▶ WORK TO COMPLETE
Reproduce the records below exactly as they appear.

** BEGIN DATA SECTION **

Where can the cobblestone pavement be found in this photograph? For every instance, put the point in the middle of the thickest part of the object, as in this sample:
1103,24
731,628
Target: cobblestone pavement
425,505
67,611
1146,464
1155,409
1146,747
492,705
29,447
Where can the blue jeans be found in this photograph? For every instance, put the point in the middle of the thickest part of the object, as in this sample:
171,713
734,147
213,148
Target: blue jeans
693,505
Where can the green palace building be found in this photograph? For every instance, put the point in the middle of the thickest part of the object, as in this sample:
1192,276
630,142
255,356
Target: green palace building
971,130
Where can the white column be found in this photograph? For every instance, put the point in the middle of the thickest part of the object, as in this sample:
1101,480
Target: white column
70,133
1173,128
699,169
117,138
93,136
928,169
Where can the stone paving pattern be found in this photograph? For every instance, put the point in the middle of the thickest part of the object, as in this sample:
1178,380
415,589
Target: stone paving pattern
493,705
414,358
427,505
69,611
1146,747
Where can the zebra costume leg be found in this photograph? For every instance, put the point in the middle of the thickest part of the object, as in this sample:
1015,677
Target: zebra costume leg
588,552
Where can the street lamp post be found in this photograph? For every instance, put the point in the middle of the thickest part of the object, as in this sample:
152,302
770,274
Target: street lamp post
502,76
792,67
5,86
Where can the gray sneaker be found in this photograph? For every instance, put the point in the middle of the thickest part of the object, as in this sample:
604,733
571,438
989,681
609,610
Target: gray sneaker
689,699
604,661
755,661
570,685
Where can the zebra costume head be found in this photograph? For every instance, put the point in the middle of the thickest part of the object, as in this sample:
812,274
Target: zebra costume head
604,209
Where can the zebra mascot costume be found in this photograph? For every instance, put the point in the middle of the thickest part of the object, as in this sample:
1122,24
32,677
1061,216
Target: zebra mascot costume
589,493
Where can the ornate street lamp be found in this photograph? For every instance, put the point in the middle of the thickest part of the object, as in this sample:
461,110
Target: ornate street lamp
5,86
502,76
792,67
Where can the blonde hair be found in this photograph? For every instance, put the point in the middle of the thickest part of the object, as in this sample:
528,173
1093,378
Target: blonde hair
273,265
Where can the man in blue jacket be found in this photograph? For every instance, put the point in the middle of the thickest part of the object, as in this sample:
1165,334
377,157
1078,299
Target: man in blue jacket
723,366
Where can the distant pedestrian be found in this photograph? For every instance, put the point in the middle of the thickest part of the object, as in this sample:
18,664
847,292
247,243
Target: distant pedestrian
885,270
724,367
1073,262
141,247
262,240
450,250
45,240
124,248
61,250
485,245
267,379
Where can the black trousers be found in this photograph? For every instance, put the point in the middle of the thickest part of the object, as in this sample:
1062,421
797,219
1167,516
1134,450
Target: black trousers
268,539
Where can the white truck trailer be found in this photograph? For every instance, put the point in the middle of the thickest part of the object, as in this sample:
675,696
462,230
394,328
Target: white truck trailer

** END DATA SECTION **

▶ WRITTEN SOLUTION
Where can the cobblestone pavement be found in this photograph? For every instance, put the point in the middle of the thickest part of the object, as in this sample:
1103,24
731,628
Target: cobblestone pavement
425,505
67,611
1146,464
1155,409
1146,747
492,705
29,447
Where can the blue jeans be found in this photograph? For every instance, put the point in the middle of the thickest part of the object, as in this sample:
171,713
734,147
213,148
Target: blue jeans
693,505
Where can the green palace building be found in this photograph? For every instance, put the point in the middle of the thickest part of the object, as in this sample:
1192,276
630,142
255,356
Target: green palace building
971,130
Where can the white column be found in this photograph? For every instance, put the point in the middle of the thickest part of the object, as in this sample:
1101,480
Target: white column
70,133
1173,128
699,169
117,138
93,136
928,169
Where can the stone paving pattern be found in this photograph? For every instance, put the point in the middle of the thickest part of the object, as in this sample:
1178,380
415,589
Target: stone paving pattern
493,705
414,358
427,505
69,611
1146,747
Where can the zebra costume leg be found in this photograph? For every instance, put the point in the middle of the thickest part of the object, as in this sample:
1015,677
Target: zebra costume leg
588,552
Where can the street lamp post be found in this photograph? For every instance, put the point in the middle of the thickest part of the object, as in this sample:
152,302
770,274
Target: street lamp post
502,76
792,67
5,86
Where can the gray sneaker be found in this photograph? For every instance, put the point in the middle of the thickest part of the object, as in this sample:
604,733
571,438
989,681
609,610
Target: gray sneaker
689,699
604,661
755,661
570,685
Where can the zebra costume head be found in this photograph? For every instance, put the point in the middle of the thickest part of the object, as in this sample:
812,274
Target: zebra costume head
604,209
Where can the zebra mascot costume be found in this photograph? For every instance, put the point in the middle of the thickest part of the object, as in this sample:
1122,24
32,677
1061,216
Target: zebra mascot costume
589,493
Where can the ornate street lamp be found in this photograph? For every instance, put the point in the middle of the thickest part of the object, as in this sample:
461,110
Target: ornate street lamp
5,86
502,76
792,67
Where can the blonde hair be found in this photograph? For every instance, put the point in the middle of the thickest part of the object, as in this sample:
528,173
1093,378
Target: blonde hair
273,265
Where can the man in blue jacket be found in this photograph? For every instance, put the point in the middle of the thickest part of the object, as in this sample:
1165,334
377,157
1078,299
Target: man in blue jacket
723,366
Where can the distant pedestrian be found in this photograph? For every instance, put the point in the middle of the thickest part of the object, as in this sample:
18,664
847,292
247,243
Target: distant pedestrian
885,270
724,367
1073,262
141,247
262,240
450,250
45,240
124,248
61,250
485,245
267,379
Where can the black trousers be found in this photograph? For every instance, put the point in the middle of the thickest part of the object, as in this sample:
1062,421
797,219
1167,516
1134,450
Target: black trousers
268,539
Where can the white truck trailer be found in this photograph? For every instance, put the point in the middle of the thickest part of the object, as in this sample:
675,696
462,230
394,328
Target: white truck trailer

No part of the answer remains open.